╭─ Provided data

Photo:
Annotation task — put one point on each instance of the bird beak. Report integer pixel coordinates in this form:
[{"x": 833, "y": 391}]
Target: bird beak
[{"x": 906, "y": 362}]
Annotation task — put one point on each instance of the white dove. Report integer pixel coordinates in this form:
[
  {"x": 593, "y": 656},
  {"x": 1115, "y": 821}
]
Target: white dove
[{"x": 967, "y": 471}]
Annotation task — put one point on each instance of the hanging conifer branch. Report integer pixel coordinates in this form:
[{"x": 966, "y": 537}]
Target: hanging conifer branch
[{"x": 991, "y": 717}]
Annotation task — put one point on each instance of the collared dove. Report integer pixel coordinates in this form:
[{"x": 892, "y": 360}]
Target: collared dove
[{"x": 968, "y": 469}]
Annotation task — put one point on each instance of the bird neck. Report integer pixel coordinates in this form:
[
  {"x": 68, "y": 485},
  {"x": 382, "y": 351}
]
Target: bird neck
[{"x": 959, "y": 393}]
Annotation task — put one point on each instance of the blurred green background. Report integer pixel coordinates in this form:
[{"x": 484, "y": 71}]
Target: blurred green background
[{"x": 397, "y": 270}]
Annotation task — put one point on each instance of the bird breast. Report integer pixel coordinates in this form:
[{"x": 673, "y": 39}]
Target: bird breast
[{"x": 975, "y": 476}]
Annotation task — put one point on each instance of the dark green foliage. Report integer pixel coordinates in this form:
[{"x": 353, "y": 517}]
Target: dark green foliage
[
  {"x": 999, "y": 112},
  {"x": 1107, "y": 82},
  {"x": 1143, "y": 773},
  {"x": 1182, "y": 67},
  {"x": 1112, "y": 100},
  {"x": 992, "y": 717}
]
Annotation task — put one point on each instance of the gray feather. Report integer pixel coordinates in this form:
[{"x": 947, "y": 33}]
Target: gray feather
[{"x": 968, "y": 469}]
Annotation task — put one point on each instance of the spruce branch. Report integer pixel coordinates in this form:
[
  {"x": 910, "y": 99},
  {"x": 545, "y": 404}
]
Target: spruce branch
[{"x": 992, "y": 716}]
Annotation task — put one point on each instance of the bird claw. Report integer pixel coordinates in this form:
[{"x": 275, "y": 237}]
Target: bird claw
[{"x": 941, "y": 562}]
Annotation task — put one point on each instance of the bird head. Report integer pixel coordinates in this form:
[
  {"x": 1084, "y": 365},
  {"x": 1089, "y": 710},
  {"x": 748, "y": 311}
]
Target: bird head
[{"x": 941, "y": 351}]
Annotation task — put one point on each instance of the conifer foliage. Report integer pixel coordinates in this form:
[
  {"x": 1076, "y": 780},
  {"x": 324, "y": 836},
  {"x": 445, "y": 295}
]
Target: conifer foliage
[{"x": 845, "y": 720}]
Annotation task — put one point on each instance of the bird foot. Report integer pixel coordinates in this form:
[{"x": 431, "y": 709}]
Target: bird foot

╰─

*Instructions for the task*
Substitute "place a single point on" for every occurrence of "put one point on" in the material above, and leave everything else unchanged.

*Solved problem*
Photo:
Annotation task — place a single point on each instance of the bird beak. Report integer pixel coordinates in this form:
[{"x": 833, "y": 391}]
Target: bird beak
[{"x": 906, "y": 362}]
Annotation task — place a single point on each instance of the white dove. Report integer pixel coordinates in this form:
[
  {"x": 593, "y": 656},
  {"x": 1115, "y": 821}
]
Target: white dove
[{"x": 967, "y": 471}]
Annotation task — place a single point on each instance of the hanging conifer branch. Report integer pixel coordinates in this form:
[{"x": 966, "y": 537}]
Target: hanging conifer branch
[{"x": 991, "y": 717}]
Annotation task — place a single point on each instance of the collared dove. Report integer pixel coordinates in this form:
[{"x": 892, "y": 360}]
Target: collared dove
[{"x": 968, "y": 469}]
Annotation task — place a single point on each instance of the bird neck. Report integer pixel coordinates in this form:
[
  {"x": 68, "y": 485},
  {"x": 382, "y": 351}
]
Target: bird neck
[{"x": 959, "y": 393}]
Annotation task — place a single point on each instance of the blurred green background. Report integer pixel coordinates in this form:
[{"x": 484, "y": 71}]
Target: blurred green background
[{"x": 397, "y": 270}]
Annotation task — place a single point on each instance of the bird breast. Report integer pixel coordinates in this form:
[{"x": 673, "y": 39}]
Target: bird breast
[{"x": 975, "y": 476}]
Annotation task — place a single point on each instance of the dark green foliage. Report integer pixel coordinates in this form:
[{"x": 353, "y": 517}]
Target: dark green foliage
[
  {"x": 999, "y": 112},
  {"x": 1107, "y": 82},
  {"x": 1143, "y": 773},
  {"x": 1182, "y": 67},
  {"x": 1112, "y": 100},
  {"x": 992, "y": 717}
]
Annotation task — place a single point on each instance of the gray feather. Report integer pixel coordinates in this form:
[{"x": 947, "y": 33}]
Target: gray feather
[{"x": 968, "y": 469}]
Annotation task — place a single point on each instance of the spruce branch. Report integer pixel coordinates in this form:
[
  {"x": 910, "y": 99},
  {"x": 545, "y": 404}
]
Target: spruce branch
[{"x": 992, "y": 716}]
Annotation task — place a single point on each instance of the bird claw. Report integer pixel coordinates in this form:
[{"x": 275, "y": 237}]
Target: bird claw
[{"x": 941, "y": 562}]
Annotation task — place a single point on each instance of the bird head. Report integer pixel coordinates in this form:
[
  {"x": 1084, "y": 365},
  {"x": 1089, "y": 710},
  {"x": 748, "y": 311}
]
Target: bird head
[{"x": 941, "y": 351}]
Annotation task — place a single point on each instance of the conifer foliage. Report integer pixel coordinates in this form:
[
  {"x": 1076, "y": 780},
  {"x": 324, "y": 836},
  {"x": 445, "y": 295}
]
Target: conifer foliage
[{"x": 845, "y": 720}]
Annotation task — place a single point on each instance of the bird foot. Report integer pixel coordinates in this form:
[{"x": 431, "y": 709}]
Target: bird foot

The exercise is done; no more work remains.